### TASK OBJECTIVE
Reproduce the material below with every instance of "split by a comma" changed to "separated by a comma" and nothing else altered.

Coordinate annotation records
━━━━━━━━

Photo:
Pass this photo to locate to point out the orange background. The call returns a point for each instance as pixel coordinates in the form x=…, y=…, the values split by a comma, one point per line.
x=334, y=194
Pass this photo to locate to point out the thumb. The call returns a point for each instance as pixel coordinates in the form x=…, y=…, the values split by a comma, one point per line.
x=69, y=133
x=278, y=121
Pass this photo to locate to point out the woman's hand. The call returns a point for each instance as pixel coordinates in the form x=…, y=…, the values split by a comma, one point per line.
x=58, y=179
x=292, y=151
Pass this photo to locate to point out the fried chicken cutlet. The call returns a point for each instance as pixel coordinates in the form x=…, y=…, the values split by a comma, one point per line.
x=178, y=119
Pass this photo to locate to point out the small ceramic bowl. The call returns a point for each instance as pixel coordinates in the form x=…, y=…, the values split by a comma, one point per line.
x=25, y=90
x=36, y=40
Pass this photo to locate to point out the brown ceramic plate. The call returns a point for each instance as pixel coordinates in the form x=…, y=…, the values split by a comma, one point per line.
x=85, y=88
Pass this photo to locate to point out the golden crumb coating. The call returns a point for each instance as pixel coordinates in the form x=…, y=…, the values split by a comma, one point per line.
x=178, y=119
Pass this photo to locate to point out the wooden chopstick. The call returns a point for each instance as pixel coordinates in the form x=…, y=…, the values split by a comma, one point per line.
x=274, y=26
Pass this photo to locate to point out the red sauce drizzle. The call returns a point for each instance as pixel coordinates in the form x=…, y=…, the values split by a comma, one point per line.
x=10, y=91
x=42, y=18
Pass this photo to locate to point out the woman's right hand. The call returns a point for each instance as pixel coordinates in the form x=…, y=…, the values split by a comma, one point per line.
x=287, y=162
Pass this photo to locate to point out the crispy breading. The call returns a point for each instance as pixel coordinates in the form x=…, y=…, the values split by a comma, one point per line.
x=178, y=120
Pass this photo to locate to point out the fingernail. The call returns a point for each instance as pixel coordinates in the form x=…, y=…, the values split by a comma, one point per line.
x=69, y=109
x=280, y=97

━━━━━━━━

### FULL SOLUTION
Photo:
Pass this photo to locate to point out the orange background. The call returns a point for each instance as pixel coordinates in the form x=…, y=…, the values separated by a comma, one point per line.
x=334, y=194
Pass this photo to locate to point out the thumb. The call returns a point for each instance as pixel coordinates in the form x=…, y=…, the values separated by a comma, one point per line.
x=69, y=133
x=278, y=121
Pass this photo to locate to point out the woman's hand. The call returns a point for each instance as pixel coordinates in the form x=…, y=…, the values separated by a comma, one point per line.
x=58, y=179
x=292, y=151
Pass this photo to locate to point out the fried chicken cutlet. The call returns a point for each instance as pixel coordinates in the form x=…, y=…, the values separated by a comma, one point per line.
x=178, y=119
Pass this photo to locate to point out the small ceramic bowl. The call returns a point for each instance as pixel coordinates in the form x=…, y=…, the values separated by a comma, one point per line.
x=25, y=90
x=36, y=40
Pass this photo to locate to point out the brown ceramic plate. The call returns a point for each instance as pixel coordinates in the form x=…, y=…, the values separated by a comma, one point per line.
x=85, y=88
Pass this photo to locate to point out the golden crumb coating. The call returns a point for each instance as pixel coordinates in the form x=…, y=…, the values separated by a comma, one point per line.
x=178, y=119
Pass this photo to locate to point out the wooden chopstick. The call returns a point for each instance as pixel coordinates in the form x=…, y=…, the values separated by a comma, one point per line.
x=274, y=26
Pass this photo to locate to point out the red sauce drizzle. The call returns a point for each instance as pixel coordinates in the form x=…, y=…, the values separated by a comma, one point per line.
x=10, y=91
x=42, y=18
Pass this photo to locate to point out the woman's right hand. The call returns a point for each instance as pixel coordinates in the form x=…, y=…, the values separated by a comma, one point per line.
x=287, y=162
Pass this photo to locate to point out the crispy breading. The call returns a point for each instance as pixel coordinates in the form x=…, y=…, the values separated by a comma, one point per line.
x=178, y=120
Pass this photo to locate to point out the fingernail. The call returns a point for each instance as pixel coordinates in the form x=…, y=…, the values separated by a comma, one point per line.
x=69, y=109
x=280, y=97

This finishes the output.